§ **Records shown**
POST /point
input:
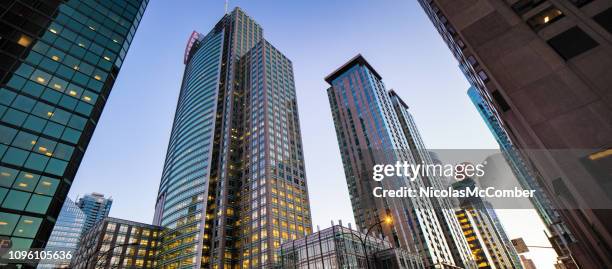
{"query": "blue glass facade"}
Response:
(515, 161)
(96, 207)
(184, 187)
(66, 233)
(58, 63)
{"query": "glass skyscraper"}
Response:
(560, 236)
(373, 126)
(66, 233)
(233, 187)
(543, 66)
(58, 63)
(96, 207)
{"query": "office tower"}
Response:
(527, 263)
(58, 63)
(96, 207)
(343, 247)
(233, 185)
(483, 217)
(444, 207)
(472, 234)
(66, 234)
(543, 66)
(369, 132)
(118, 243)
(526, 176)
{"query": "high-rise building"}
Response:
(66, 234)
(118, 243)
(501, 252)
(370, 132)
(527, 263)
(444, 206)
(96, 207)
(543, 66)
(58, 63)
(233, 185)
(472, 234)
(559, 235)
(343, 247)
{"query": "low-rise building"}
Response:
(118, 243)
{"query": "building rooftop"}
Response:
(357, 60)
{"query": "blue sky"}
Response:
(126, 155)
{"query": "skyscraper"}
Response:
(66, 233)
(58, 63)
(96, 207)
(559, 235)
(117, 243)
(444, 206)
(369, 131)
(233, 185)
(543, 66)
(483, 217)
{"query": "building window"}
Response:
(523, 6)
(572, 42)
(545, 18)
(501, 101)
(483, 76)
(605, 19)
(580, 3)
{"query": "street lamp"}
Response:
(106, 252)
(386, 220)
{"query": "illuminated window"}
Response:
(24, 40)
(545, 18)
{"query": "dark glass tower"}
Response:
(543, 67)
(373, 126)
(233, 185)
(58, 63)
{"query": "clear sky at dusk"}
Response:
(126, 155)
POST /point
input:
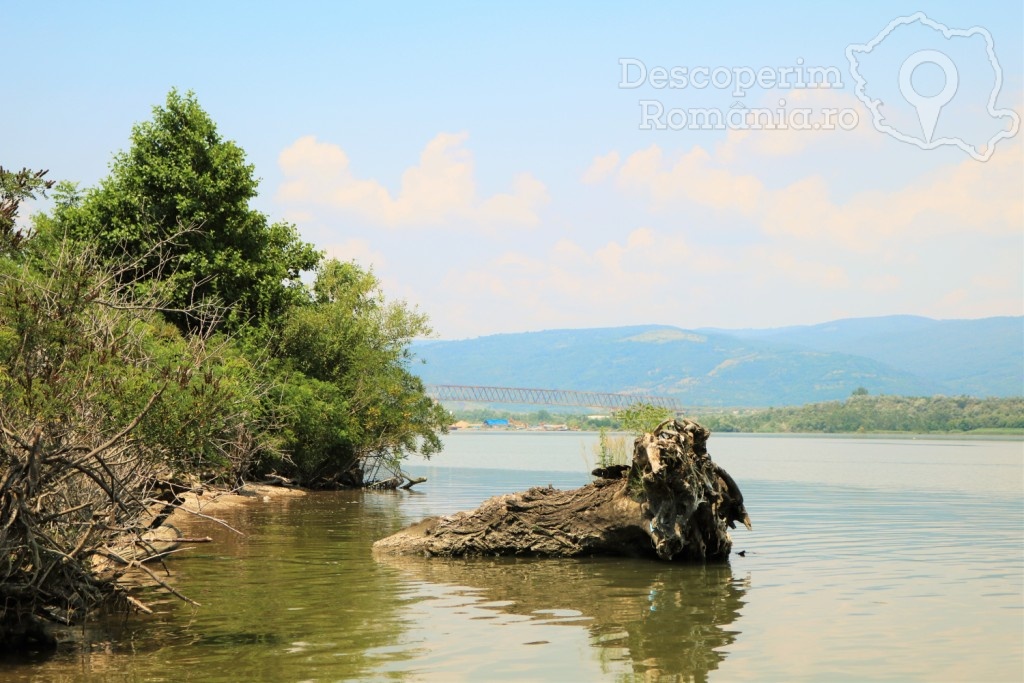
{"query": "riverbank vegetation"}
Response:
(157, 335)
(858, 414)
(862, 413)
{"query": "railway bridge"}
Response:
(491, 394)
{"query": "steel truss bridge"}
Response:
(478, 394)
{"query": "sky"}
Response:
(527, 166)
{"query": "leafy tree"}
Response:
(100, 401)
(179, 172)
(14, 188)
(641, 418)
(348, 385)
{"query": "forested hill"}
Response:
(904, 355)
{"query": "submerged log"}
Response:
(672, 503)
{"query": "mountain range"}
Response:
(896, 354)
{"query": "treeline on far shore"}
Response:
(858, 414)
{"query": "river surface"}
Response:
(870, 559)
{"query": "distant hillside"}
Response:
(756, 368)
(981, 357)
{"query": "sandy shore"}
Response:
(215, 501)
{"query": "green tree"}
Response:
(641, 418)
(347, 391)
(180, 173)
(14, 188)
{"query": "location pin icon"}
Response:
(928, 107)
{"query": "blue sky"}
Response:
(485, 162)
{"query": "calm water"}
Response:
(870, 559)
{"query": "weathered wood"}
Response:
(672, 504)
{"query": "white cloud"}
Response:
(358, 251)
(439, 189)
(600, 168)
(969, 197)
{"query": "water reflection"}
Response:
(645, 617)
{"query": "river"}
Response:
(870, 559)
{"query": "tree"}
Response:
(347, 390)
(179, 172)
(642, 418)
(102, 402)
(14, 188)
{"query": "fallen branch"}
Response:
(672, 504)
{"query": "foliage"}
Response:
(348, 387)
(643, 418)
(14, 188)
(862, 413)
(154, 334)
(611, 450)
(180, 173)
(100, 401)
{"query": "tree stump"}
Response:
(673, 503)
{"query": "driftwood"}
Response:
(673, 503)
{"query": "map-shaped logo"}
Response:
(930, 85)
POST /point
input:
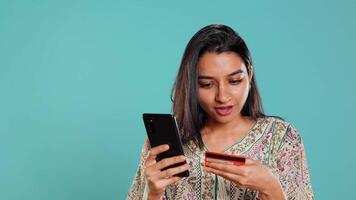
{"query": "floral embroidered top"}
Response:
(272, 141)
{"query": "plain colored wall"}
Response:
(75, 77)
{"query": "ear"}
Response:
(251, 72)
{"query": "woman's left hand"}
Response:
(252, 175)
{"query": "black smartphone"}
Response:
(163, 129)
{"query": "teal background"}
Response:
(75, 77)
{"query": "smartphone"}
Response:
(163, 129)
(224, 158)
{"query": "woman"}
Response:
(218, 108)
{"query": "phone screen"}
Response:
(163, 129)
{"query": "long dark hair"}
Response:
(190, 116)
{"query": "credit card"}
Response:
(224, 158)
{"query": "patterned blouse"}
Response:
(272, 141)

§ **What the task requires**
Only the pictures are to be left out; all other material is to be output exactly.

§ **Output of the task**
POST /point
input:
{"query": "blue glass facade"}
Response:
(515, 161)
(96, 207)
(184, 187)
(66, 233)
(58, 63)
{"query": "glass skyscraper"}
Response:
(560, 236)
(373, 126)
(66, 233)
(233, 187)
(543, 66)
(58, 63)
(96, 207)
{"query": "office tower"}
Response:
(527, 263)
(58, 63)
(96, 207)
(343, 247)
(233, 185)
(483, 217)
(444, 207)
(472, 234)
(66, 234)
(543, 66)
(369, 132)
(118, 243)
(526, 176)
{"query": "high-rise building"}
Response:
(66, 234)
(118, 243)
(501, 252)
(370, 132)
(527, 263)
(444, 206)
(96, 207)
(543, 66)
(58, 63)
(233, 185)
(472, 234)
(559, 235)
(343, 247)
{"query": "low-rise building"}
Response:
(118, 243)
{"query": "building rooftop"}
Response:
(357, 60)
{"query": "blue sky"}
Response:
(126, 155)
{"query": "skyscraper"}
Response:
(66, 233)
(58, 63)
(96, 207)
(559, 235)
(117, 243)
(444, 206)
(369, 131)
(233, 185)
(543, 66)
(483, 217)
{"query": "building window"}
Response:
(523, 6)
(572, 42)
(545, 18)
(501, 101)
(483, 76)
(605, 19)
(580, 3)
{"query": "street lamp"}
Response:
(106, 252)
(386, 220)
{"query": "illuminated window"}
Response:
(24, 40)
(545, 18)
{"query": "dark glass tower"}
Response:
(543, 67)
(373, 126)
(233, 185)
(58, 63)
{"query": "clear sky at dusk"}
Response:
(126, 155)
POST /point
input:
{"query": "riverbank vegetation"}
Response:
(157, 335)
(858, 414)
(862, 413)
{"query": "railway bridge"}
Response:
(491, 394)
{"query": "steel truss bridge"}
Response:
(478, 394)
{"query": "sky"}
Response:
(527, 166)
{"query": "leafy tree"}
Response:
(100, 401)
(179, 172)
(14, 188)
(641, 418)
(348, 385)
{"query": "forested hill"}
Response:
(904, 355)
{"query": "submerged log"}
Response:
(672, 503)
{"query": "mountain range"}
Response:
(896, 354)
{"query": "treeline on far shore"}
Response:
(858, 414)
{"query": "river surface"}
Response:
(870, 559)
{"query": "distant hillside"}
Response:
(756, 368)
(981, 357)
{"query": "sandy shore"}
Response:
(215, 501)
{"query": "green tree"}
Response:
(641, 418)
(347, 391)
(180, 173)
(14, 188)
{"query": "location pin icon"}
Response:
(928, 107)
{"query": "blue sky"}
Response:
(485, 162)
{"query": "calm water"}
Response:
(870, 559)
{"query": "weathered wood"}
Response:
(672, 504)
{"query": "white cloud"}
Response:
(358, 251)
(439, 189)
(600, 168)
(969, 197)
{"query": "water reflection"}
Response:
(645, 617)
{"query": "river"}
Response:
(870, 559)
{"query": "tree"}
Response:
(347, 390)
(179, 172)
(642, 418)
(102, 402)
(14, 188)
{"query": "fallen branch"}
Response:
(672, 504)
{"query": "foliage"}
Response:
(348, 387)
(643, 418)
(14, 188)
(862, 413)
(154, 334)
(611, 450)
(180, 173)
(100, 401)
{"query": "tree stump"}
Response:
(673, 503)
{"query": "driftwood"}
Response:
(673, 503)
{"query": "map-shaped logo"}
Response:
(930, 85)
POST /point
input:
{"query": "floral embroidered top"}
Response:
(272, 141)
{"query": "plain colored wall"}
Response:
(75, 77)
{"query": "ear"}
Response:
(251, 72)
{"query": "woman's left hand"}
Response:
(252, 175)
{"query": "black smartphone"}
Response:
(163, 129)
{"query": "teal background"}
Response:
(75, 77)
{"query": "smartphone"}
Response:
(163, 129)
(224, 158)
{"query": "woman"}
Response:
(218, 108)
{"query": "phone screen"}
Response:
(163, 129)
{"query": "long dark hair"}
Response:
(190, 116)
{"query": "credit card"}
Response:
(224, 158)
{"query": "patterned blouse"}
Response:
(272, 141)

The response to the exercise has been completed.